> [TEXTABSCHNITT]:
-=-=-=-=-

Um das zu erreichen muss Trump jedoch zwangsläufig mit einer internationalen Handelsordnung in Konfrontation gehen, die darauf hinausläuft, Arbeits-, Sozial- und Umweltstandards weltweit gegeneinander auszuspielen.
Wir sehen hier das Paradox, dass ein Nationalist wie Trump, der eigentlich nur den besseren Deal für sein Land aushandeln will, beginnt, soziale Kriterien im Welthandel verbindlich zu verankern. Die Vereinbarung mit Mexiko kommt der Forderung linker Globalisierungskritiker entgegen, soziale Kriterien wirksam in Handelsverträge zu integrieren.

-=-=-=-=-

> [DATENAUSZUG]:
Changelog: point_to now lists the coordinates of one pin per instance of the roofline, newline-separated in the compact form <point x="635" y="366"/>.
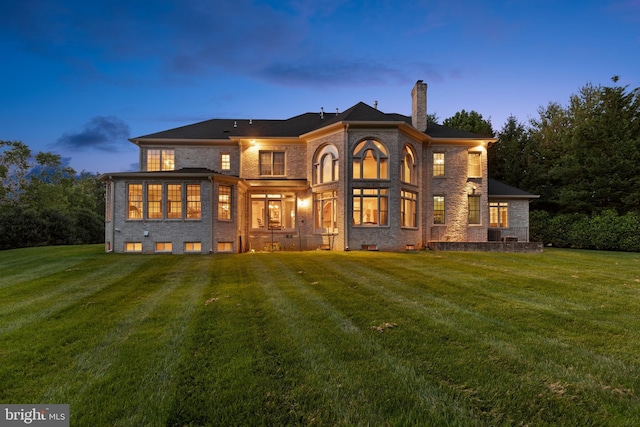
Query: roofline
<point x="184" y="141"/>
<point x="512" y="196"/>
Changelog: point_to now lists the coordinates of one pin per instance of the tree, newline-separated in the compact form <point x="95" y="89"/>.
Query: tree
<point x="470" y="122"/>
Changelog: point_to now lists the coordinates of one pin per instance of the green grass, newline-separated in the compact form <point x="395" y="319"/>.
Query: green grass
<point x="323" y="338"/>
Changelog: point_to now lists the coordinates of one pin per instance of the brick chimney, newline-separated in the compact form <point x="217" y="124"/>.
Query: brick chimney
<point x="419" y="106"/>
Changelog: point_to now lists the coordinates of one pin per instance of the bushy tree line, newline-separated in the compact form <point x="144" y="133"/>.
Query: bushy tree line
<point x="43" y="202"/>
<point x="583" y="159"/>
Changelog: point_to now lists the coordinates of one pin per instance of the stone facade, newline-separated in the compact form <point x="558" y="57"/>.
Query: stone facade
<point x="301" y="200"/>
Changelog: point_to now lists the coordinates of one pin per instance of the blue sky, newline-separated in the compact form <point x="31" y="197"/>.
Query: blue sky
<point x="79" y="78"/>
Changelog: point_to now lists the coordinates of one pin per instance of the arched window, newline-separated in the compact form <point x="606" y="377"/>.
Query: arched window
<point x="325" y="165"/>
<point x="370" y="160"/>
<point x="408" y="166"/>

-=-=-=-=-

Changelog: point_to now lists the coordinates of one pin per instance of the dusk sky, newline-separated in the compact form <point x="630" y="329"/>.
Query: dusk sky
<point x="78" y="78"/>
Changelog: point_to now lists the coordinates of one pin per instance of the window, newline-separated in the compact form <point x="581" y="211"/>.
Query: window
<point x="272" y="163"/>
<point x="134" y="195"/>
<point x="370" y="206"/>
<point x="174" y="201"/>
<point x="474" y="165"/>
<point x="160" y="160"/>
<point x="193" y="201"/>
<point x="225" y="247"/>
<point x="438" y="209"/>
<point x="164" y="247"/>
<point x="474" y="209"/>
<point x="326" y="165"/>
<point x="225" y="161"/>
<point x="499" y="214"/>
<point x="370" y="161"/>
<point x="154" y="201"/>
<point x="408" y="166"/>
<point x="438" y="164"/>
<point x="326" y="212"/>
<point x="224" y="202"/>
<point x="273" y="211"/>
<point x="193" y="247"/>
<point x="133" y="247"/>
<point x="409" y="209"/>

-=-=-=-=-

> [ARBEITSAUFTRAG 1]:
Gib aus dem Text über Trumps Handelspolitik wörtlich den Teil wieder, der mit den Worten „Um das zu erreichen“ anfängt und nach den Worten „Handelsverträge zu integrieren.“ endet.
> [ARBEITSAUFTRAG 2]:
Welche Arten von Standards werden laut dem Text über Trumps Handelspolitik weltweit gegeneinander ausgespielt? Nenne alle.
> [ARBEITSAUFTRAG 3]:
Schreib den Text über Trump und den Welthandel nach seinem letzten Satz weiter.

> [ERWARTETE AUSGABE 1]:
Um das zu erreichen muss Trump jedoch zwangsläufig mit einer internationalen Handelsordnung in Konfrontation gehen, die darauf hinausläuft, Arbeits-, Sozial- und Umweltstandards weltweit gegeneinander auszuspielen.
Wir sehen hier das Paradox, dass ein Nationalist wie Trump, der eigentlich nur den besseren Deal für sein Land aushandeln will, beginnt, soziale Kriterien im Welthandel verbindlich zu verankern. Die Vereinbarung mit Mexiko kommt der Forderung linker Globalisierungskritiker entgegen, soziale Kriterien wirksam in Handelsverträge zu integrieren.

> [ERWARTETE AUSGABE 2]:
Arbeitsstandards, Sozialstandards, Umweltstandards

> [ERWARTETE AUSGABE 3]:
Bereits mit seinen Strafzöllen und der Drohung mit eskalierenden Handelskonflikten streut der US-Präsident Sand ins Getriebe der globalen Ausbeutungsketten - und macht sie dadurch unattraktiver. Dafür muss Trump noch nicht einmal alle angedrohten Zölle gegen China, die EU und andere Länder in Kraft setzen. Mit wiederholten Ankündigungen, glaubhaften Drohungen, im Sande verlaufenden Verhandlungsrunden und einer eskalierenden Rhetorik, wie Trump sie meisterlich beherrscht, entsteht eine Situation zunehmender Unsicherheit. So etwas mögen global aufgestellte Konzerne gar nicht. Für sie entsteht dadurch ein Anreiz, ihre Produktionsstätten dort anzusiedeln, wo ihre Märkte sind.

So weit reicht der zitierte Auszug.